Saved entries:
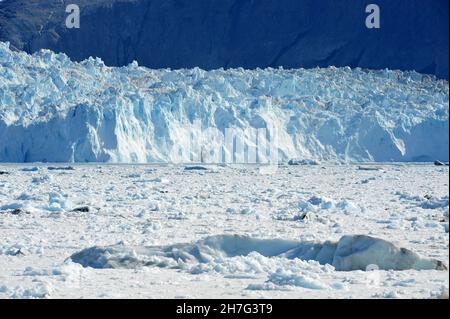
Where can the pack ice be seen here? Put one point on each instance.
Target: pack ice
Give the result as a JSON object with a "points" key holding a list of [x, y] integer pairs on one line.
{"points": [[349, 253], [56, 110]]}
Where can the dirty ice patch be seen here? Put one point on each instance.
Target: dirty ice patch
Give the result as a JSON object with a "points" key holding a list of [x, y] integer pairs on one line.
{"points": [[349, 253], [316, 203]]}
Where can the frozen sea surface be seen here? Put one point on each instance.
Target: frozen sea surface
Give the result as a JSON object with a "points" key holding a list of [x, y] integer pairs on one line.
{"points": [[163, 231]]}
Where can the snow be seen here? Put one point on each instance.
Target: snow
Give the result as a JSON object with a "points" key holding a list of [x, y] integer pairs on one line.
{"points": [[143, 238], [349, 253], [55, 110]]}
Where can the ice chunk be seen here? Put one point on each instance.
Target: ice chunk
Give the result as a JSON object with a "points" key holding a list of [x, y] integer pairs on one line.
{"points": [[349, 253]]}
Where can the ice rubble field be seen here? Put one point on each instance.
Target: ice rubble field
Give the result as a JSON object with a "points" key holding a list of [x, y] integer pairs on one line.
{"points": [[149, 231], [55, 110]]}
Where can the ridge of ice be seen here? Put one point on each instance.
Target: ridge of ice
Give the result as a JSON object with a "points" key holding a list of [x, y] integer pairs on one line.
{"points": [[56, 110]]}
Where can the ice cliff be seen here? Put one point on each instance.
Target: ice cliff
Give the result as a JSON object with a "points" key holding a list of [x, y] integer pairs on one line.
{"points": [[236, 33], [56, 110]]}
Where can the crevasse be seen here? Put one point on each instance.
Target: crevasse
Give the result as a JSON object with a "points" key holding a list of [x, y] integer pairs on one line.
{"points": [[56, 110]]}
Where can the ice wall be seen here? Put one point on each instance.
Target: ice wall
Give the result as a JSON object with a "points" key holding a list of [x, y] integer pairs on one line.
{"points": [[56, 110]]}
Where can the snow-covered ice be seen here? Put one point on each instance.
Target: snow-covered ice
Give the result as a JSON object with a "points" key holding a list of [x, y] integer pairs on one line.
{"points": [[55, 110], [224, 231]]}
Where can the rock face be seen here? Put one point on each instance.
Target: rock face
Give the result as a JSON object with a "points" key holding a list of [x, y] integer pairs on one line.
{"points": [[236, 33], [56, 110]]}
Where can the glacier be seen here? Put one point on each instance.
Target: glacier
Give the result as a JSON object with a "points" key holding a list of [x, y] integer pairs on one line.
{"points": [[55, 110]]}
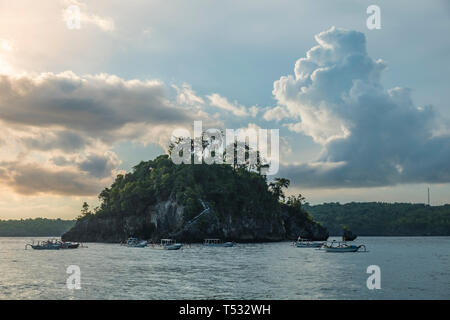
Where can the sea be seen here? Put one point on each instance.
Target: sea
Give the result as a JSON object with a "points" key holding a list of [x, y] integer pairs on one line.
{"points": [[392, 268]]}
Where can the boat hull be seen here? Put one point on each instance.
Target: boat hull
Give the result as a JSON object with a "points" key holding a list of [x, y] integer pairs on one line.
{"points": [[225, 244], [308, 245], [343, 249]]}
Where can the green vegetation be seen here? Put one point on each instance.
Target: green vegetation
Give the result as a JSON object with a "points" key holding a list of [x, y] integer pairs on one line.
{"points": [[227, 189], [383, 219], [38, 227]]}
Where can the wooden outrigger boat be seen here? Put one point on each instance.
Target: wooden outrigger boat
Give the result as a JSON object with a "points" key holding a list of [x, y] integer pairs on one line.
{"points": [[303, 243], [52, 244], [217, 243], [339, 246], [136, 243], [166, 244]]}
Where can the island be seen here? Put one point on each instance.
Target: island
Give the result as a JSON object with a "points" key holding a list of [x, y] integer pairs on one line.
{"points": [[192, 202]]}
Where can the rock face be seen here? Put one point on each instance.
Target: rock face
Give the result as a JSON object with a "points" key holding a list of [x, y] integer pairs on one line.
{"points": [[160, 199], [166, 220]]}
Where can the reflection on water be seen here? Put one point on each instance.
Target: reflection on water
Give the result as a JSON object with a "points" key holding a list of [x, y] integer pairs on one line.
{"points": [[411, 268]]}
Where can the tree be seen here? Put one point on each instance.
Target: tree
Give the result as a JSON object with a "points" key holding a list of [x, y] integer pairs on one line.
{"points": [[85, 211], [277, 187]]}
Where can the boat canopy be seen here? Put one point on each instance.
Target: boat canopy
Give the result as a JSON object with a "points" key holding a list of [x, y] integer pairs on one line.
{"points": [[213, 241], [167, 241]]}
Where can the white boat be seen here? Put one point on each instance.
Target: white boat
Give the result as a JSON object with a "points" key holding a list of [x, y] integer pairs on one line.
{"points": [[217, 243], [338, 246], [303, 243], [166, 244], [136, 243]]}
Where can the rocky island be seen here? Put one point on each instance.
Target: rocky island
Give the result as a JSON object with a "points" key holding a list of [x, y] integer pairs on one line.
{"points": [[159, 199]]}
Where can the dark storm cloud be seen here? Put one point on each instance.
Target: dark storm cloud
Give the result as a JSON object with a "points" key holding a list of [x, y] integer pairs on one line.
{"points": [[370, 136]]}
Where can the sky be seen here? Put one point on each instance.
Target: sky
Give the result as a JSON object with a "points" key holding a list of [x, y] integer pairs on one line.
{"points": [[363, 113]]}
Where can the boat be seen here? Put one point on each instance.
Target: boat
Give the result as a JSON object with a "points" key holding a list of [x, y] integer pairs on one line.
{"points": [[170, 244], [44, 245], [69, 245], [340, 246], [166, 244], [136, 243], [304, 243], [217, 243]]}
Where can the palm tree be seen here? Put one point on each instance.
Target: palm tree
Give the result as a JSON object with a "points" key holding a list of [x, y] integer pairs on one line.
{"points": [[277, 187]]}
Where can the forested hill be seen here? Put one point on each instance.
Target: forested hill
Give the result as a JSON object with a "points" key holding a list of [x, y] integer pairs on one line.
{"points": [[159, 199], [383, 219], [38, 227]]}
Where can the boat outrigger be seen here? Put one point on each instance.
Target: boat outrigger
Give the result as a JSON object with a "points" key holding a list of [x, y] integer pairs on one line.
{"points": [[340, 246], [136, 243], [217, 243], [166, 244], [52, 244], [304, 243]]}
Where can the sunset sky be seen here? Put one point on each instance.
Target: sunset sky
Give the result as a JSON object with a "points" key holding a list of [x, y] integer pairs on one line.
{"points": [[363, 114]]}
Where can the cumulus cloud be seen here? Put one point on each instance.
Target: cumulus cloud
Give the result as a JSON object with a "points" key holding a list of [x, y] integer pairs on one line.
{"points": [[33, 178], [58, 128], [187, 96], [97, 105], [103, 23], [370, 136], [220, 102], [66, 141]]}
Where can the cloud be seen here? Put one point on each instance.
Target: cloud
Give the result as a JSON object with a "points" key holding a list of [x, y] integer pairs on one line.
{"points": [[66, 141], [276, 114], [68, 15], [100, 106], [58, 128], [220, 102], [33, 178], [99, 166], [187, 96], [370, 136]]}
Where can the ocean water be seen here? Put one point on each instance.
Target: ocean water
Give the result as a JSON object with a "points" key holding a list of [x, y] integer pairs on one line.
{"points": [[411, 268]]}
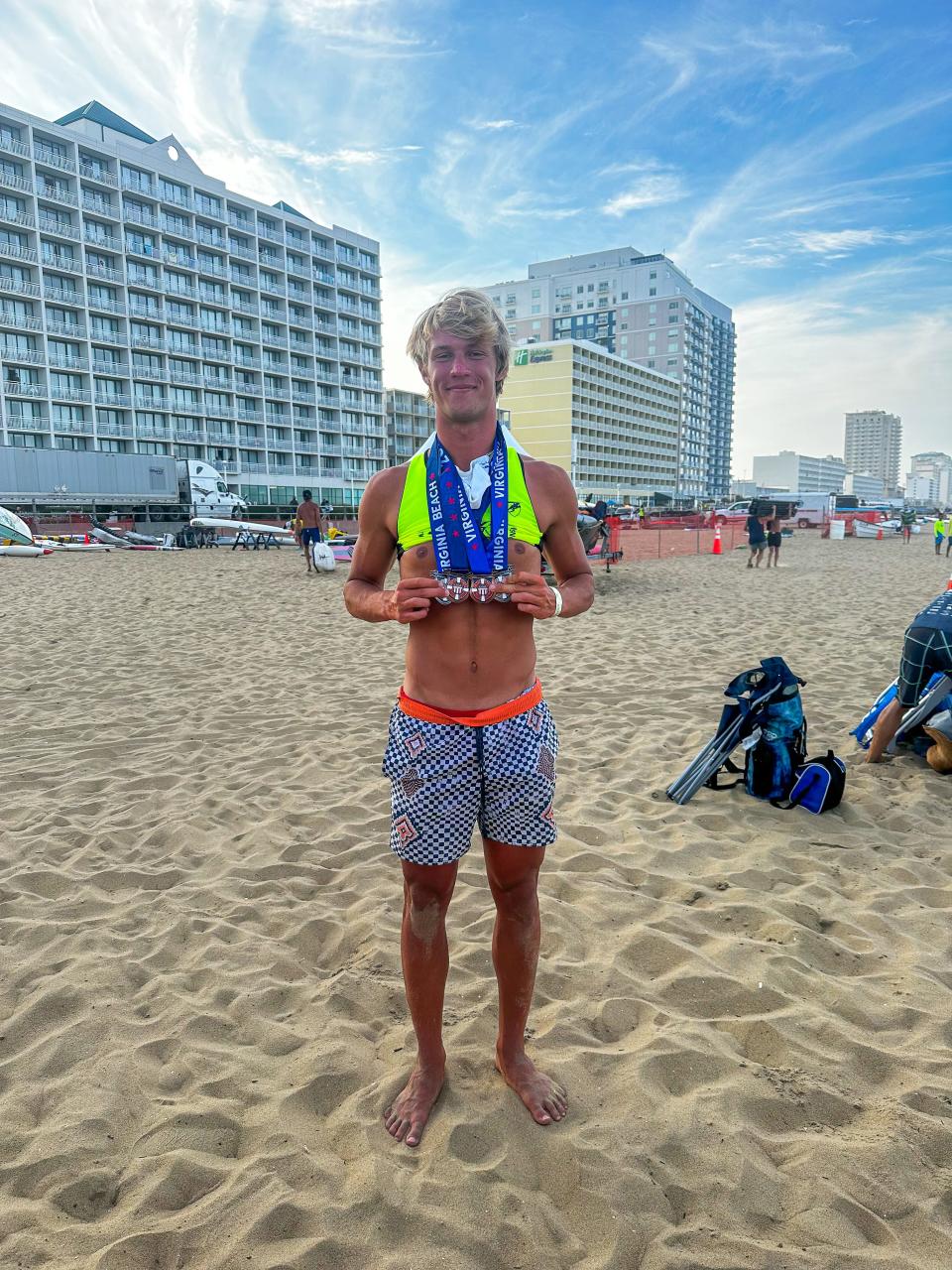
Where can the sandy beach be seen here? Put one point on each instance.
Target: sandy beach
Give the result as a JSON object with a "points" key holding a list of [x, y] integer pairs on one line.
{"points": [[202, 1003]]}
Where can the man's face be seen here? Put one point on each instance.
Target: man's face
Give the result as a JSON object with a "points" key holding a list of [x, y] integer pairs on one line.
{"points": [[461, 373]]}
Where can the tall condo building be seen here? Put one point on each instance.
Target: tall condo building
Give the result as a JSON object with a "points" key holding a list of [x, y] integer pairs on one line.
{"points": [[800, 474], [612, 426], [411, 420], [146, 308], [874, 443], [645, 310]]}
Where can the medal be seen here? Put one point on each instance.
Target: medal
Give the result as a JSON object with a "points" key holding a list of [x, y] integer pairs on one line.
{"points": [[500, 575], [457, 585], [442, 579], [479, 588]]}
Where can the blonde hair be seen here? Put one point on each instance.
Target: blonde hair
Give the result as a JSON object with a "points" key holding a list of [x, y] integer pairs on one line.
{"points": [[467, 314]]}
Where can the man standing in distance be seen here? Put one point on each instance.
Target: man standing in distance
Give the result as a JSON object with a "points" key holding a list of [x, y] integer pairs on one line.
{"points": [[471, 740], [307, 520]]}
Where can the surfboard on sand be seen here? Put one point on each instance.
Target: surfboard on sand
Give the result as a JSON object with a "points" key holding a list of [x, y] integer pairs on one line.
{"points": [[208, 522], [13, 530]]}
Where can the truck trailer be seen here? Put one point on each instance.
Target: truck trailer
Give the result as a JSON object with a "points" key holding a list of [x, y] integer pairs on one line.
{"points": [[159, 486]]}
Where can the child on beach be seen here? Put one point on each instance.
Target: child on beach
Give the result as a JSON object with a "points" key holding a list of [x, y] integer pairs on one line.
{"points": [[774, 543]]}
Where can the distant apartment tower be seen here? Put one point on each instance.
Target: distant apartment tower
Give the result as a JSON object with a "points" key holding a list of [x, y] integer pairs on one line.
{"points": [[930, 477], [145, 308], [873, 445], [611, 425], [800, 474], [645, 310]]}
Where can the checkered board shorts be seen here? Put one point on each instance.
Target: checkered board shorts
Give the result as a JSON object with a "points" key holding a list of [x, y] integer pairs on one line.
{"points": [[449, 778], [925, 652]]}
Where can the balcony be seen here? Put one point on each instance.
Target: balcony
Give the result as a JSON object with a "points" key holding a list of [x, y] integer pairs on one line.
{"points": [[100, 175], [180, 289], [99, 204], [10, 182], [145, 281], [58, 194], [62, 296], [70, 394], [104, 271], [28, 356], [180, 261], [27, 423], [80, 426], [14, 388], [104, 241], [14, 148], [175, 318], [176, 197], [55, 261], [63, 229], [72, 330], [19, 289], [149, 372], [139, 186], [53, 158]]}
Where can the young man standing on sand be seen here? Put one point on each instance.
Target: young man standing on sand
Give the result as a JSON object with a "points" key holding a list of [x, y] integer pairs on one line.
{"points": [[471, 740], [307, 520]]}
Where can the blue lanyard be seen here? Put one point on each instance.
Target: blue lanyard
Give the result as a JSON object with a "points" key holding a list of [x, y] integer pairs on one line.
{"points": [[457, 536]]}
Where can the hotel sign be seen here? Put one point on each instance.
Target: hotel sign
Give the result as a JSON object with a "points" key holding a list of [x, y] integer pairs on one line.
{"points": [[530, 356]]}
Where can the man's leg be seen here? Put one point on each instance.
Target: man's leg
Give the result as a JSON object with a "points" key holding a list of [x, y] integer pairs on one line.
{"points": [[513, 876], [425, 959]]}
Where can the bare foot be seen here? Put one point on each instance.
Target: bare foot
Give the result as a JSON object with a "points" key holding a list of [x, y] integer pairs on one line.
{"points": [[544, 1098], [411, 1109]]}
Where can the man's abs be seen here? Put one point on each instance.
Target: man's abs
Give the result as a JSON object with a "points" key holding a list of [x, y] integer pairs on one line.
{"points": [[470, 656]]}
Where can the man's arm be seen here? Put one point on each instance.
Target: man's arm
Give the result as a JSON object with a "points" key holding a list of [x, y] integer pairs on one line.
{"points": [[365, 594], [530, 592]]}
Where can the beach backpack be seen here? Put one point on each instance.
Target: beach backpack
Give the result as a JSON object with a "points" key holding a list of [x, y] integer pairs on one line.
{"points": [[775, 744], [819, 785]]}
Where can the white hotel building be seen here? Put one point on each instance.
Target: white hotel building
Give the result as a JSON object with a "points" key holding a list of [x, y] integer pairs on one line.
{"points": [[146, 308]]}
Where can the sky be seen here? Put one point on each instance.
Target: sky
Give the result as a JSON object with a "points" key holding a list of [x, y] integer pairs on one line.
{"points": [[794, 160]]}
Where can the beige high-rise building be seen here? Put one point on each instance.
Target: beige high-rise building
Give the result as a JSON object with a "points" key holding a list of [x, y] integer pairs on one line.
{"points": [[610, 423], [874, 444]]}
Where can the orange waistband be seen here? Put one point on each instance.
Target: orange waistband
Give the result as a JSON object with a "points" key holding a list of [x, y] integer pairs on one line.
{"points": [[472, 717]]}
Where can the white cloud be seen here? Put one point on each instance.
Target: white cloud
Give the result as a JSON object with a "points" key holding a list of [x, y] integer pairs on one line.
{"points": [[649, 191], [803, 362]]}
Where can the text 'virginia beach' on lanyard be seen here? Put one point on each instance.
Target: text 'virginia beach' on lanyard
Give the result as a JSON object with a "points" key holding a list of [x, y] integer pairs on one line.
{"points": [[465, 567]]}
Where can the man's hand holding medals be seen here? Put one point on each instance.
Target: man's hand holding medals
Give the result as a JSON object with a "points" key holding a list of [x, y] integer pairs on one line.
{"points": [[467, 568]]}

# What is required
Search the entries for the word "ridge" and show every line that has it.

# Answer box
Where can the ridge of ice be seen here? Put one point on each instance.
Target: ridge of ice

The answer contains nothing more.